本文
<<<<
September 4, 2013

今日読んだ論文

3本

太郎丸博,2002,「社会階層論とミクロ・マクロリンク―Jhon H. Goldthorpe の社会移動論と合理的選択理論―」,『社会学評論』52(4), 504-521.https://www.jstage.jst.go.jp/article/jsr1950/52/4/52_4_504/_article/-char/ja/

Jæger, M. M. 2009. “Sibship size and educational attainment. A joint test of the Confluence Model and the Resource Dilution Hypothesis.” Research in Social Stratification and Mobility 27(1):1–12.

Steelman, L. C., B. Powell, R. Werum, and S. Carter. 2002. “Reconsidering the effects of sibling configuration: Recent Advances and Challenges.” Annual Review of Sociology 28(1):243–69.
>>>>
指示
1. 本文で、太郎丸博の論文が載った雑誌の名前は何か。
2. 本文に挙がっている論文の掲載誌の名前をすべて書き出せ。
資料は使わなくてよい。

記録データ
<<<<
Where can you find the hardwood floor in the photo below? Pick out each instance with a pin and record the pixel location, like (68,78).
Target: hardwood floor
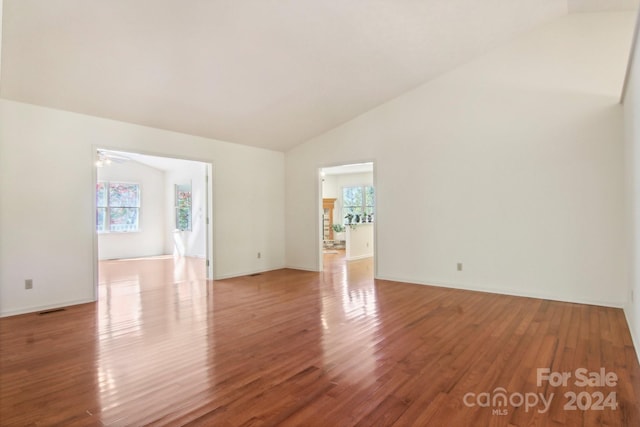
(165,347)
>>>>
解答
1. 『社会学評論』

2. 『社会学評論』、Research in Social Stratification and Mobility、Annual Review of Sociology